Source document -
****************

In this article, we respond to the brief exchange between the Workers' Solidarity Alliance 
(WSA-IWA) and the Center for a Stateless Society (C4SS). ---- Have you ever noticed that 
when you are in an argument you want to have the last word? It often feels like the last 
word contains its own authority, as if you are the assaulted party and now you have 
defended an honorable view. In debate, this is referred to as the "last word" fallacy; a 
bias towards the most recent argument and likelihood to be swayed by it. Can we combat 
these biases in arguments of value or, more pertinently, ones of fact? The most recent 
political climate is emblematic of effective misinformation and narrative based politics. 
Far Left and far Right political thinkers can believe themselves outside of the influences 
of "centrist" politics, but maybe they too are gripped by the "truths" of bias. The 
inherent vice of a political stance is a loss of objectivity, but a gain of effectiveness. 
Can we actually argue a point legitimately, or will we forever circle mainstream politics 
in a purgatory of "truths?"

R. and Sousa's A Free Market Fantasy, served to respond, in part, to a very brief, 
substance-less, article published by Byas, titled Toward an Anarchy of Production, which 
made an argument for "free markets" in anarchism and the lack of emphasis of "markets" in 
the anarcho-syndicalist community. The anarcho-syndicalist community, as Byas describes, 
is a non-scalable or socio-changeable system if as he says the following:

"Any society worth calling "anarchist" is going to be one that can continually adapt to 
the needs and desires of the individuals within that society. This adaptation must also be 
to the interests of the entire community, not toward the limited aims of a specific class 
of people. There must be ceaseless social experimentation, and there must be incentives 
toward developing institutions that benefit everyone and weeding out those that don't... 
This requires markets, which are uniquely able to account for variation in ways that 
other, more deliberately constructed social arrangements cannot. That 
information-gathering function of the market process is typically just praised for its 
efficiency, but this overlooks its potential as an engine of social change."

This, as R. and Sousa point out, is not consistent with the intellectual framers of 
anarcho-syndicalist constructs (Rocker, Bakunin, Chomsky, Kropotkin and so on) and is 
therefore likely a point of view that presupposes the veracity of the anarcho-capitalist 
perspective and foundationally relies on the thinking of Tucker and others. It is actually 
quite a leap of logic to call "free-markets" efficient in a positive meaning, as many 
philosophers and social thinkers argue that they are efficient at extracting maximal 
profit via minimal investment from "moneyed monopolies," which goes against Tucker's 
position. If we were to analyze markets from a Marxist-environmental perspective, we may 
reach a more disquieting conclusion about their supposed efficiencies.

****************

Records to use -
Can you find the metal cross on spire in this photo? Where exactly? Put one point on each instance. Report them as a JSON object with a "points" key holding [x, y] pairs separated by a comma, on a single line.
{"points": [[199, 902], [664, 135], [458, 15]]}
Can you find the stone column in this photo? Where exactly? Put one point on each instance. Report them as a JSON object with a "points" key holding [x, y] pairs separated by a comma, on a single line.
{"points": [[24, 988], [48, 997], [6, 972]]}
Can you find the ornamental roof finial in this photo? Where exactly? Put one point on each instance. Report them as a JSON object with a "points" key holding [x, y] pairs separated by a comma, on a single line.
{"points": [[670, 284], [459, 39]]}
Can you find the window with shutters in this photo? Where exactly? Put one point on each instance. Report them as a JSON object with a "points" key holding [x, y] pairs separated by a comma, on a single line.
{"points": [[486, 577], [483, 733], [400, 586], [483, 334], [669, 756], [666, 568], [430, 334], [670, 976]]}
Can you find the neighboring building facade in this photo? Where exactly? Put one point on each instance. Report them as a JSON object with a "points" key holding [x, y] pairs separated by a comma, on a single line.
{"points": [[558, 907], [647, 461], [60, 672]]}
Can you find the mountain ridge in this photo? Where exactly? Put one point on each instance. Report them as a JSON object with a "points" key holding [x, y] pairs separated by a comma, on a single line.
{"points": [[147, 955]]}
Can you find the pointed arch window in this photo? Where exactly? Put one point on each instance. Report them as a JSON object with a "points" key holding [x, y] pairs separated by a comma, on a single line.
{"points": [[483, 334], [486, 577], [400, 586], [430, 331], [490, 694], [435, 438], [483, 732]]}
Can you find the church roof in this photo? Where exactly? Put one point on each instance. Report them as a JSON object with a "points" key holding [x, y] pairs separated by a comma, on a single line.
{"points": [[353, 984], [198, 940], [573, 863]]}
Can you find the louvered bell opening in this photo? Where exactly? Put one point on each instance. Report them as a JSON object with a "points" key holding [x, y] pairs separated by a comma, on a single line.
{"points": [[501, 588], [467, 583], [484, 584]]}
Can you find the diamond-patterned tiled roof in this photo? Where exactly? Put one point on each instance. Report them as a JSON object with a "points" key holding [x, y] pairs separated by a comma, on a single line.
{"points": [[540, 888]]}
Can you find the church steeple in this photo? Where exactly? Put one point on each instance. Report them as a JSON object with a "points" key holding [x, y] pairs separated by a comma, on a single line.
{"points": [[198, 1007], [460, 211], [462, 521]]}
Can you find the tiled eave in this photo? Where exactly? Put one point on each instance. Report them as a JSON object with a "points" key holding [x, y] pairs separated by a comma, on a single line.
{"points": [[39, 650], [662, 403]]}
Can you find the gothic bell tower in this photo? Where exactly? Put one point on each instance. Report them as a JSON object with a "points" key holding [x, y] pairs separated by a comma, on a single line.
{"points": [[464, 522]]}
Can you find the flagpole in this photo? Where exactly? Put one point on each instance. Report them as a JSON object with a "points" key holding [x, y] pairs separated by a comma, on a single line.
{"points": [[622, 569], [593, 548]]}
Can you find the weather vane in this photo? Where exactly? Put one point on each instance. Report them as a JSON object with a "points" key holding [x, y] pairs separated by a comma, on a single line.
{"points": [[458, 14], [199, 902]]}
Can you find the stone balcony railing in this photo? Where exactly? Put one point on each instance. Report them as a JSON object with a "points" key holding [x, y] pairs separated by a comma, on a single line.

****************

Given instruction 1 - Give again, word for word, the stretch of the article on anarchism and free markets from "In this article, we" through "narrative based politics.".
Given instruction 2 - Report every line of the records that contains the word "window", copying each line in full.

Written solution 1 -
In this article, we respond to the brief exchange between the Workers' Solidarity Alliance 
(WSA-IWA) and the Center for a Stateless Society (C4SS). ---- Have you ever noticed that 
when you are in an argument you want to have the last word? It often feels like the last 
word contains its own authority, as if you are the assaulted party and now you have 
defended an honorable view. In debate, this is referred to as the "last word" fallacy; a 
bias towards the most recent argument and likelihood to be swayed by it. Can we combat 
these biases in arguments of value or, more pertinently, ones of fact? The most recent 
political climate is emblematic of effective misinformation and narrative based politics.

Written solution 2 -
Can you find the window with shutters in this photo? Where exactly? Put one point on each instance. Report them as a JSON object with a "points" key holding [x, y] pairs separated by a comma, on a single line.
Can you find the pointed arch window in this photo? Where exactly? Put one point on each instance. Report them as a JSON object with a "points" key holding [x, y] pairs separated by a comma, on a single line.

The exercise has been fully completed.